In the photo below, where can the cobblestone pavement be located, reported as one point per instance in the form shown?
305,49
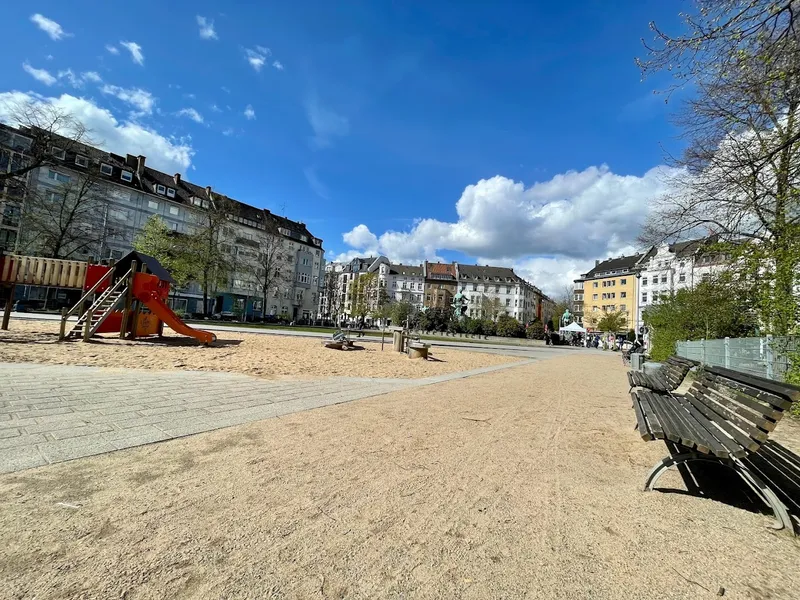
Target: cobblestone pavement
52,413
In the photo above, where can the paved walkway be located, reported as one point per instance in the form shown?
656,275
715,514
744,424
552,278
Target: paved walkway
52,413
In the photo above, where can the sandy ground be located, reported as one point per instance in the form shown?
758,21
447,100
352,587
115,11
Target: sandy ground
260,355
518,484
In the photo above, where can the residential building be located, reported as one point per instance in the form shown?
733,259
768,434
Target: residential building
610,287
126,192
667,268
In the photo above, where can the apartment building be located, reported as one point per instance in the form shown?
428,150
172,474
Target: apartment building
126,193
668,268
610,287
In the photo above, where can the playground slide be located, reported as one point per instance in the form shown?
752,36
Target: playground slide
164,312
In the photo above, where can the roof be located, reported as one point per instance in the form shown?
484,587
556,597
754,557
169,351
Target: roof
123,264
483,273
411,270
619,264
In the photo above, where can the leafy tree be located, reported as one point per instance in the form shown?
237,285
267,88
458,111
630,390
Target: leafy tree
156,239
509,327
612,322
738,177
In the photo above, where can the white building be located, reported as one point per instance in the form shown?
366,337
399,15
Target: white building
665,269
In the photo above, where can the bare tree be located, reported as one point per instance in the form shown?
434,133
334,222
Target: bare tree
739,178
66,219
48,127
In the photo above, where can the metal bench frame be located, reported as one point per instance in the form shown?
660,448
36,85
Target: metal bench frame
724,417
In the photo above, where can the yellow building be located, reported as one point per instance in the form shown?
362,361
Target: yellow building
610,287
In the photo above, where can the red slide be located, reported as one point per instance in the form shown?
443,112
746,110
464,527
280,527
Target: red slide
164,312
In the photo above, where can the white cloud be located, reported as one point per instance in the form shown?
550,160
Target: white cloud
559,226
50,27
325,123
135,50
40,75
319,188
141,99
121,137
207,31
257,57
191,113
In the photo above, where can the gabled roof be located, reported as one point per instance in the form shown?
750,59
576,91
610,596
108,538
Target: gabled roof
620,264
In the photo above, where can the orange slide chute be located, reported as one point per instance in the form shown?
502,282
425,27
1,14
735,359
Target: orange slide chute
164,312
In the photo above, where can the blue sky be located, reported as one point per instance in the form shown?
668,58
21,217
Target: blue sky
514,133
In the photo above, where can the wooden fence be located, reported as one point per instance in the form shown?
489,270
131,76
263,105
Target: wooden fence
34,270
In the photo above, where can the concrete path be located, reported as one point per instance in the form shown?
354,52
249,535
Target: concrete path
52,413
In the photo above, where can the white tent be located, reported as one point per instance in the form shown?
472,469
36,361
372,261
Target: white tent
572,327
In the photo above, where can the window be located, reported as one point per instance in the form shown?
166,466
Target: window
55,176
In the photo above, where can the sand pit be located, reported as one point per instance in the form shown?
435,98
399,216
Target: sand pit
519,484
252,354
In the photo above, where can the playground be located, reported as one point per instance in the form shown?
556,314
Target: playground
251,354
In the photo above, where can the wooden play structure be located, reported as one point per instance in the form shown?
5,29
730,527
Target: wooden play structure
128,297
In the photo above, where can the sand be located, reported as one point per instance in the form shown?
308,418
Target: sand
268,356
524,483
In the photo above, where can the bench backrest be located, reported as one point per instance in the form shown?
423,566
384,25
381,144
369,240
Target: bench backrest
747,408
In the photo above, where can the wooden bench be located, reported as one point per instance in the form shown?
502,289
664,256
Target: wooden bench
724,417
668,378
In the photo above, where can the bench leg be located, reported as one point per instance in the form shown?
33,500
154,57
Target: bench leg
782,518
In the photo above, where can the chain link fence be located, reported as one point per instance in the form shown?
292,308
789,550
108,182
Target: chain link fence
765,356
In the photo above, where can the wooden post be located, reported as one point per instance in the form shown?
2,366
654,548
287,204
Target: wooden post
126,311
63,331
7,311
87,326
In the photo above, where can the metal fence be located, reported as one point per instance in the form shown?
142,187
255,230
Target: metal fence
764,356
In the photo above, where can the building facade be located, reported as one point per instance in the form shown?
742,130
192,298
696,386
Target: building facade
610,287
117,195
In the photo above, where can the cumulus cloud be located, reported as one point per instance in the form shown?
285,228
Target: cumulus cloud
558,226
207,31
50,27
40,75
190,113
114,135
257,56
140,99
325,123
135,50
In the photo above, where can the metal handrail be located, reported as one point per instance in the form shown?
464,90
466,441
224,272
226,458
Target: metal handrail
91,291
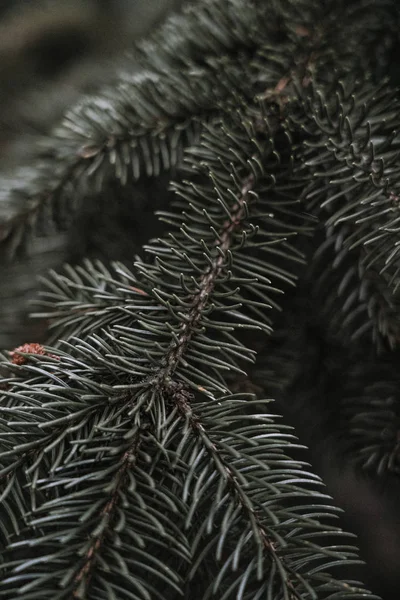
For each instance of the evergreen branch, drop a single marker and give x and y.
(140, 125)
(123, 392)
(353, 187)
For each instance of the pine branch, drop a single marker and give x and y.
(137, 452)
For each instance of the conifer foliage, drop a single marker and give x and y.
(135, 464)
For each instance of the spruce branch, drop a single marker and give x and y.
(143, 428)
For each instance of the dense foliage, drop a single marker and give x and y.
(140, 452)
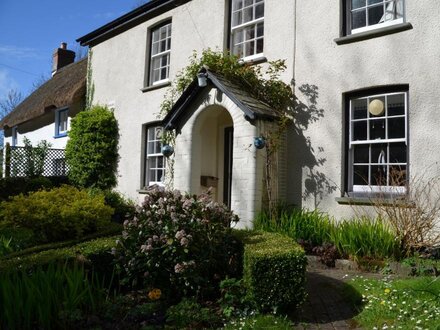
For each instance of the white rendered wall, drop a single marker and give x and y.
(409, 57)
(302, 33)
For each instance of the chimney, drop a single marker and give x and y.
(62, 57)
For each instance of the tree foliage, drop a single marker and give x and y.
(13, 98)
(92, 150)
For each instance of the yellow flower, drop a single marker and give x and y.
(154, 294)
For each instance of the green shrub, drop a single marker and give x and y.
(176, 242)
(22, 185)
(110, 229)
(365, 237)
(92, 149)
(59, 214)
(124, 207)
(299, 224)
(96, 253)
(45, 297)
(190, 314)
(273, 270)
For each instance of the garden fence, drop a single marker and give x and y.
(23, 161)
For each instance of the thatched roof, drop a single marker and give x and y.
(66, 87)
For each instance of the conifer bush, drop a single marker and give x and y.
(58, 214)
(92, 150)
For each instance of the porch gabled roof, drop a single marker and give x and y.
(253, 108)
(66, 87)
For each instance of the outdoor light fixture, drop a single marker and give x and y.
(167, 150)
(259, 142)
(202, 79)
(376, 107)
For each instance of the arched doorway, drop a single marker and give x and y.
(212, 153)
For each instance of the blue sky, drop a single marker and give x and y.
(30, 30)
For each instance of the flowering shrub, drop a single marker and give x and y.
(176, 241)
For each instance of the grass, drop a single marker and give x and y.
(45, 297)
(398, 304)
(356, 238)
(260, 322)
(298, 224)
(365, 237)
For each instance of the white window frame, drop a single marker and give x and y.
(369, 187)
(241, 27)
(58, 117)
(383, 24)
(14, 136)
(152, 157)
(59, 167)
(160, 54)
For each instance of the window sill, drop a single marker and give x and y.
(60, 135)
(372, 201)
(157, 86)
(255, 60)
(373, 33)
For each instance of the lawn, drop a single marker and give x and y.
(398, 304)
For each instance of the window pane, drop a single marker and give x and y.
(358, 19)
(359, 108)
(396, 128)
(379, 175)
(237, 4)
(375, 106)
(397, 175)
(397, 152)
(379, 153)
(259, 11)
(236, 18)
(250, 33)
(360, 175)
(396, 104)
(377, 129)
(361, 154)
(260, 45)
(359, 131)
(357, 4)
(260, 30)
(248, 14)
(375, 14)
(372, 2)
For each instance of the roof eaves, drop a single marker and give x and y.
(129, 20)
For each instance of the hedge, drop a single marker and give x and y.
(274, 269)
(96, 253)
(111, 229)
(22, 185)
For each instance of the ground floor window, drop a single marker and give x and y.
(377, 143)
(154, 160)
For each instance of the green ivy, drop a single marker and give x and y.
(92, 150)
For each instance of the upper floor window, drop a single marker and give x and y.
(61, 122)
(378, 143)
(160, 54)
(364, 15)
(155, 161)
(247, 28)
(14, 136)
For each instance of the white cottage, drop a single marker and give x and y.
(366, 75)
(47, 112)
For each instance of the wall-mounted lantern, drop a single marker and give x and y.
(167, 150)
(259, 142)
(202, 79)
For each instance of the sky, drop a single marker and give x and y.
(30, 31)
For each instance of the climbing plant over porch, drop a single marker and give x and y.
(262, 82)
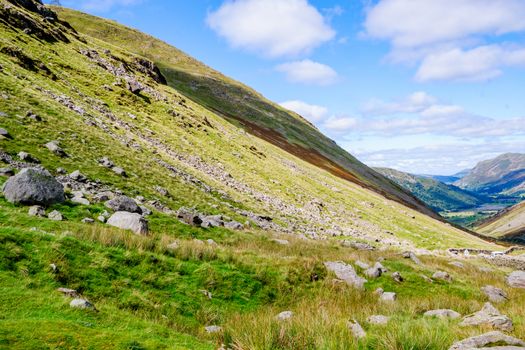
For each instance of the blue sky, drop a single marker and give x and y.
(426, 86)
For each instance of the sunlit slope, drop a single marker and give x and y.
(241, 105)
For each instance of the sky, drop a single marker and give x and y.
(423, 86)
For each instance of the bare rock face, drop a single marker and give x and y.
(516, 279)
(129, 221)
(33, 186)
(346, 273)
(495, 295)
(488, 316)
(487, 339)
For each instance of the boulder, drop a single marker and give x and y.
(56, 149)
(516, 279)
(55, 215)
(357, 331)
(495, 295)
(487, 339)
(123, 203)
(442, 313)
(129, 221)
(33, 186)
(488, 316)
(378, 319)
(284, 316)
(346, 273)
(37, 210)
(441, 275)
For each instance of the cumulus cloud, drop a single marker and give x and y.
(313, 113)
(308, 72)
(444, 36)
(274, 28)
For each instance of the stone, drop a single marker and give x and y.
(516, 279)
(284, 316)
(4, 133)
(441, 275)
(396, 276)
(26, 157)
(56, 149)
(213, 329)
(495, 295)
(78, 176)
(81, 304)
(37, 210)
(55, 215)
(7, 172)
(346, 273)
(388, 296)
(485, 340)
(357, 331)
(129, 221)
(378, 319)
(488, 316)
(123, 203)
(442, 313)
(33, 186)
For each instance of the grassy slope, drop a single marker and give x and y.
(437, 195)
(240, 104)
(508, 223)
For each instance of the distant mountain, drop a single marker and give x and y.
(503, 175)
(437, 195)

···

Problem to solve: Give back the lines above exactly, from the one with "For each instance of the cumulus" through the last line.

Answer to this task:
For each instance of the cumulus cloud, drop a single marker and give x and y.
(313, 113)
(308, 72)
(444, 36)
(274, 28)
For each instance of the stone, drop a single marker and give x and y.
(516, 279)
(284, 316)
(4, 133)
(441, 275)
(396, 276)
(26, 157)
(56, 149)
(213, 329)
(495, 295)
(78, 176)
(81, 304)
(37, 210)
(55, 215)
(7, 172)
(346, 273)
(388, 296)
(485, 340)
(357, 331)
(129, 221)
(378, 319)
(488, 316)
(123, 203)
(442, 313)
(33, 186)
For each instance of the grassy slope, drop a single marker and give x and y.
(437, 195)
(240, 104)
(508, 223)
For each instance of the distant mountain, drop a single marker and give x and y.
(503, 175)
(437, 195)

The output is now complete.